(Collected data)
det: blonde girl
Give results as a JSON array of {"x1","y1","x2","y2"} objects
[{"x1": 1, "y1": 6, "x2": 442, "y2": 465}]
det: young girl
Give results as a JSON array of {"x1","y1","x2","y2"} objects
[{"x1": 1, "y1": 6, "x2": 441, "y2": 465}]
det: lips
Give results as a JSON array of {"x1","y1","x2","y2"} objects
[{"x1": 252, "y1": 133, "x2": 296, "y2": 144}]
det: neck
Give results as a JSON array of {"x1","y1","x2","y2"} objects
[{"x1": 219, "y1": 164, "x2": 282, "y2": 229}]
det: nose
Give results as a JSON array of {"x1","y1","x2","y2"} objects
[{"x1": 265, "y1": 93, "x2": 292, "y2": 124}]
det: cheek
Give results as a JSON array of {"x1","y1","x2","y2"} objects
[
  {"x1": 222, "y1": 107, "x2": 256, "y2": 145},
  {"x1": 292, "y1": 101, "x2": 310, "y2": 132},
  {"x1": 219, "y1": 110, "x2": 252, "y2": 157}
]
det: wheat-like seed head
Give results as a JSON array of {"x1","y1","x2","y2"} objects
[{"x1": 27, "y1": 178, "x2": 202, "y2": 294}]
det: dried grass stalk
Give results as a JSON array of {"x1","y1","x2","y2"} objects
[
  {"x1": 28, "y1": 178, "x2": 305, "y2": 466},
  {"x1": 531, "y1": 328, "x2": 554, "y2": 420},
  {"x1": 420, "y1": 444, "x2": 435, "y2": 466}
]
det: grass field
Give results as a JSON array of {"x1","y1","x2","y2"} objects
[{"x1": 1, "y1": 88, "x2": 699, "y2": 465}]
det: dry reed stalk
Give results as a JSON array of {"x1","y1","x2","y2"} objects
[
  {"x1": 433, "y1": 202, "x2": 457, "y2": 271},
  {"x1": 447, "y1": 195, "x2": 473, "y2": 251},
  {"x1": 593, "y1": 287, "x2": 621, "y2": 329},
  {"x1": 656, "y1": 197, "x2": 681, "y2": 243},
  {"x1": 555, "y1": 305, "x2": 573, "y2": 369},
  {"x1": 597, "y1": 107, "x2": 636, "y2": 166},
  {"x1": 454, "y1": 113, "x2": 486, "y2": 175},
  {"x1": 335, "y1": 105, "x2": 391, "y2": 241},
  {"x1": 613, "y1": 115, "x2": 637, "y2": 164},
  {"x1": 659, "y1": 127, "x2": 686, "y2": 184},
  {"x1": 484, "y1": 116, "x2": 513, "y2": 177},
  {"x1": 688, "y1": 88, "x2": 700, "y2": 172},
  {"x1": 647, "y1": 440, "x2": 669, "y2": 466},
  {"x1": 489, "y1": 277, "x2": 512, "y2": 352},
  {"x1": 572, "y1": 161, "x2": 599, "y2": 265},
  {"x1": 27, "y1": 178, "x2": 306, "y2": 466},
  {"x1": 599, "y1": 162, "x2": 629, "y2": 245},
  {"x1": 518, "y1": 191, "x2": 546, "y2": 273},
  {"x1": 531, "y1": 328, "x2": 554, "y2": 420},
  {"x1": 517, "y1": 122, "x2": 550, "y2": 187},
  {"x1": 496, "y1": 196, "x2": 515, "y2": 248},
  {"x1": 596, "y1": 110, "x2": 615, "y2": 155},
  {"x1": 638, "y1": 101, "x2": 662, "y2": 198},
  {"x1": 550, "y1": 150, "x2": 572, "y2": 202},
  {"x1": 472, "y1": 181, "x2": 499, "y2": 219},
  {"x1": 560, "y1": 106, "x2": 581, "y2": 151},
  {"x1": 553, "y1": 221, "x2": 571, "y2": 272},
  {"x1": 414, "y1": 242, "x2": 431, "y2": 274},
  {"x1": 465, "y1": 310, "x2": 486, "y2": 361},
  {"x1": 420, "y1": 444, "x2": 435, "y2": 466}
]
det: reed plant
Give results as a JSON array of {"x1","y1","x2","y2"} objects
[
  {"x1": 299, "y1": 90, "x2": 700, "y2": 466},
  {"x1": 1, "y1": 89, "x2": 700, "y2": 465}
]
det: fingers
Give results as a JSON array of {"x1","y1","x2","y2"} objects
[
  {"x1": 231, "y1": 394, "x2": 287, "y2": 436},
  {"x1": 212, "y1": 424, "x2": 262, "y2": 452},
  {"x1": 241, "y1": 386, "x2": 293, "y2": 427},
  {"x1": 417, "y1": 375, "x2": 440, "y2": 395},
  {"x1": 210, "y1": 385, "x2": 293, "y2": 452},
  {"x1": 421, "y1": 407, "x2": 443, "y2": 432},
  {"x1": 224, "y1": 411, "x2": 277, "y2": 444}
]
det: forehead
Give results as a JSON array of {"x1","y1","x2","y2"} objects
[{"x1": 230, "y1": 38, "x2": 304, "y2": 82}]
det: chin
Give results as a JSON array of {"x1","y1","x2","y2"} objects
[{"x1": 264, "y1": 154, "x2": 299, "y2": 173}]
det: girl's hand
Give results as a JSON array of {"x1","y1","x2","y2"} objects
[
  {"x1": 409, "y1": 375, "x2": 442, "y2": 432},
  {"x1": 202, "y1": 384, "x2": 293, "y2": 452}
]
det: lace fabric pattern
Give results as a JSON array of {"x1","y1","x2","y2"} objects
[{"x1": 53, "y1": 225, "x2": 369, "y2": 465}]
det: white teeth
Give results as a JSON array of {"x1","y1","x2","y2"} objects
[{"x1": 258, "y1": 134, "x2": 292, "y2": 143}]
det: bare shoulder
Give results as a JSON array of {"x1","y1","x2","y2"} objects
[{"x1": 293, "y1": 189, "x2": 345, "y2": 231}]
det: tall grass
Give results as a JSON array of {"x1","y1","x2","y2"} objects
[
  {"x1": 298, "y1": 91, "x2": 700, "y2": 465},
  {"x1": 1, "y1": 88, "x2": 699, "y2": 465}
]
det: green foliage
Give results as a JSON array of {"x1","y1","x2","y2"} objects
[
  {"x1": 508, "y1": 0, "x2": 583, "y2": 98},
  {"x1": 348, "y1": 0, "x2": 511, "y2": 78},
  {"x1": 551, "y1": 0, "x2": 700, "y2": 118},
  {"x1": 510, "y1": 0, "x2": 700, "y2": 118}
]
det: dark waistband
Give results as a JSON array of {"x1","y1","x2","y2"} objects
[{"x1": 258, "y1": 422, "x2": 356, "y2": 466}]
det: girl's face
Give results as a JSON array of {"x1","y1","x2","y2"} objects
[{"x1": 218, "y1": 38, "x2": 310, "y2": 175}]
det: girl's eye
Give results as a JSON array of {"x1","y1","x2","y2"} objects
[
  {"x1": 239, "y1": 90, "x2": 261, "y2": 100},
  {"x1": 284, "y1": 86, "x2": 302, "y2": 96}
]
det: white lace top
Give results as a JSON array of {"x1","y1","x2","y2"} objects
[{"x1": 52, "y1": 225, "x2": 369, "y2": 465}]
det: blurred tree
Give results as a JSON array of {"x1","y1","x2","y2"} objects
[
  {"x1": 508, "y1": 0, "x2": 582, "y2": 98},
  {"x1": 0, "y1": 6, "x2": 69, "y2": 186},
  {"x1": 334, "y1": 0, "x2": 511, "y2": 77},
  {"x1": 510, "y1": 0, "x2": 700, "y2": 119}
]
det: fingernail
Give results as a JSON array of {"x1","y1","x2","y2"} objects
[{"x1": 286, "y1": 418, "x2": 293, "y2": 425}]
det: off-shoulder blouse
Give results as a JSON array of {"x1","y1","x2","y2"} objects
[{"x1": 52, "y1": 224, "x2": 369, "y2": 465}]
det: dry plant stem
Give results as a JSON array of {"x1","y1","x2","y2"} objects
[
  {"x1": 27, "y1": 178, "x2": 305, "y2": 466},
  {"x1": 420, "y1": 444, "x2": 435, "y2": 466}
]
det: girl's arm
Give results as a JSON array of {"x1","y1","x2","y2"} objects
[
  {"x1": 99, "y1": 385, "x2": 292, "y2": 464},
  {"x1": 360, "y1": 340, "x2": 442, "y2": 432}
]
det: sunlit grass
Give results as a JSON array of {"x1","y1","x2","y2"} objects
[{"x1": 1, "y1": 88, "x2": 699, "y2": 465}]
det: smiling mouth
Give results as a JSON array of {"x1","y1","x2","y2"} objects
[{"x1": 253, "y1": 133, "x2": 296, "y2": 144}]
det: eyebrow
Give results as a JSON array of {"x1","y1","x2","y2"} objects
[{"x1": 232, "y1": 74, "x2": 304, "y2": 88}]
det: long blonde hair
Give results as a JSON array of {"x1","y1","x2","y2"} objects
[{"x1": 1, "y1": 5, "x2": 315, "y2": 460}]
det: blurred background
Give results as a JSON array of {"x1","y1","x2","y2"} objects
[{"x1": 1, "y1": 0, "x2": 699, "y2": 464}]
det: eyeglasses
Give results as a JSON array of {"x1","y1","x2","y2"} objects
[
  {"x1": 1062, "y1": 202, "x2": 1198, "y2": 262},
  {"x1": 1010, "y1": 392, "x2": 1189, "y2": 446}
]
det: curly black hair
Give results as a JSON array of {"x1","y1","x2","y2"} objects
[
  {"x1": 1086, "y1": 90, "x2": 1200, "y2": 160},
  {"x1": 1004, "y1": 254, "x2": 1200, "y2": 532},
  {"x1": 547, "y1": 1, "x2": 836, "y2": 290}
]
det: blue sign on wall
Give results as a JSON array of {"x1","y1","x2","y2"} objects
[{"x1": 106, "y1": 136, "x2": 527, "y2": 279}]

[Assigned task]: Output only the lines from the one with "det: curly black hair" through the last line of the entries above; please keep them exact.

[Answer to the problem]:
det: curly black hair
Give results as a JSON array of {"x1","y1","x2","y2"} objects
[
  {"x1": 1086, "y1": 90, "x2": 1200, "y2": 160},
  {"x1": 1004, "y1": 254, "x2": 1200, "y2": 532},
  {"x1": 547, "y1": 1, "x2": 836, "y2": 290}
]
det: blue sign on wall
Give results as a JSON array of {"x1","y1","x2","y2"} objects
[{"x1": 106, "y1": 136, "x2": 527, "y2": 279}]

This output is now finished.